Problem to solve
Transcribe every record that appears below, exactly and in full.

Record list
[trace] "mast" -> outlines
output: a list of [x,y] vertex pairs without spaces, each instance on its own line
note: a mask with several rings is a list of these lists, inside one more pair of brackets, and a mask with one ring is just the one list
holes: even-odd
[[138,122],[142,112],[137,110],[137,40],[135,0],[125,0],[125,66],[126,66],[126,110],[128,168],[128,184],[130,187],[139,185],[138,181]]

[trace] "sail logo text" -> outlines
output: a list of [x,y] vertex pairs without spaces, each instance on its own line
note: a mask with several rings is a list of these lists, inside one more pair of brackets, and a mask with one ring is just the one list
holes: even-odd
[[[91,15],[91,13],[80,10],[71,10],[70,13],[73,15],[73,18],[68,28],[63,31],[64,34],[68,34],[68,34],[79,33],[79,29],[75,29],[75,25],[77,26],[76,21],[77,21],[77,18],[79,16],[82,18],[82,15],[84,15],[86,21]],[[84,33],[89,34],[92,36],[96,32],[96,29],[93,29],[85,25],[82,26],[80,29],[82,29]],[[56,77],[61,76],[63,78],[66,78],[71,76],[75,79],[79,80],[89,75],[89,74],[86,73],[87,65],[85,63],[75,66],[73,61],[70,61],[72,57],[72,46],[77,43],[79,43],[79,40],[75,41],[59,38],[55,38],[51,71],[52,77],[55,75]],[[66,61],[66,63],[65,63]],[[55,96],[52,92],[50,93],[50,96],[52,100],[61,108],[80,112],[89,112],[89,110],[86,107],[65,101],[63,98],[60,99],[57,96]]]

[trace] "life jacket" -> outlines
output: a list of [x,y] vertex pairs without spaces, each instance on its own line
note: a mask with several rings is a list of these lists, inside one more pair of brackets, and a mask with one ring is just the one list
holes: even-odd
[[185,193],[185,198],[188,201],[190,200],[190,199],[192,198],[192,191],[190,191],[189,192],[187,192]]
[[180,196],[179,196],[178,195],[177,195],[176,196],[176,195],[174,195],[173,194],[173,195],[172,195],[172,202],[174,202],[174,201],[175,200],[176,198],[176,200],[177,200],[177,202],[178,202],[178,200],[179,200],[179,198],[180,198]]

Output for this task
[trace] "mast" -> outlines
output: a list of [x,y] vertex pairs without spaces, each instance on its own line
note: a mask with several rings is a list of these lists, inside one more pair of brackets, and a mask with one ring is just the one list
holes: even-odd
[[138,122],[142,112],[137,110],[137,40],[135,0],[125,0],[125,66],[126,66],[126,110],[128,168],[128,184],[130,187],[139,185],[138,181]]

[trace] "sail logo text" -> outlines
output: a list of [x,y] vertex pairs without spaces, each instance on its own line
note: a mask with several rings is a list of these lists, inside one more pair of brackets, and a mask with one ring is just the one list
holes: even-odd
[[[91,15],[91,13],[80,10],[71,10],[70,13],[73,15],[73,18],[68,28],[63,31],[64,34],[68,34],[68,34],[79,33],[79,29],[75,29],[75,25],[77,26],[76,21],[77,21],[77,18],[79,16],[82,18],[82,15],[84,15],[86,21]],[[84,33],[89,34],[92,36],[96,32],[96,29],[93,29],[85,25],[82,26],[80,29],[82,29]],[[56,77],[61,76],[63,78],[66,78],[71,76],[75,79],[79,80],[89,75],[89,74],[86,73],[87,65],[85,63],[75,66],[73,61],[70,61],[72,57],[72,46],[77,43],[79,43],[79,40],[75,41],[59,38],[55,38],[51,71],[52,77],[55,75]],[[66,61],[66,63],[65,63]],[[55,96],[52,92],[50,93],[50,96],[52,100],[61,108],[80,112],[89,112],[89,110],[86,107],[65,101],[63,98],[60,99],[57,96]]]

[trace] "life jacket" -> outlines
output: a list of [x,y] vertex pairs without spaces, each instance on its own line
note: a mask with several rings is a list of these lists, inside one more pair of brackets, and a mask with one ring is just the one list
holes: even-odd
[[185,193],[185,198],[188,201],[190,200],[190,199],[192,198],[192,191],[190,191],[189,192],[187,192]]
[[180,196],[179,196],[178,195],[177,195],[176,196],[176,195],[174,195],[173,194],[173,195],[172,195],[172,202],[174,202],[174,201],[175,200],[176,198],[176,200],[177,200],[177,202],[178,202],[178,200],[179,200],[179,198],[180,198]]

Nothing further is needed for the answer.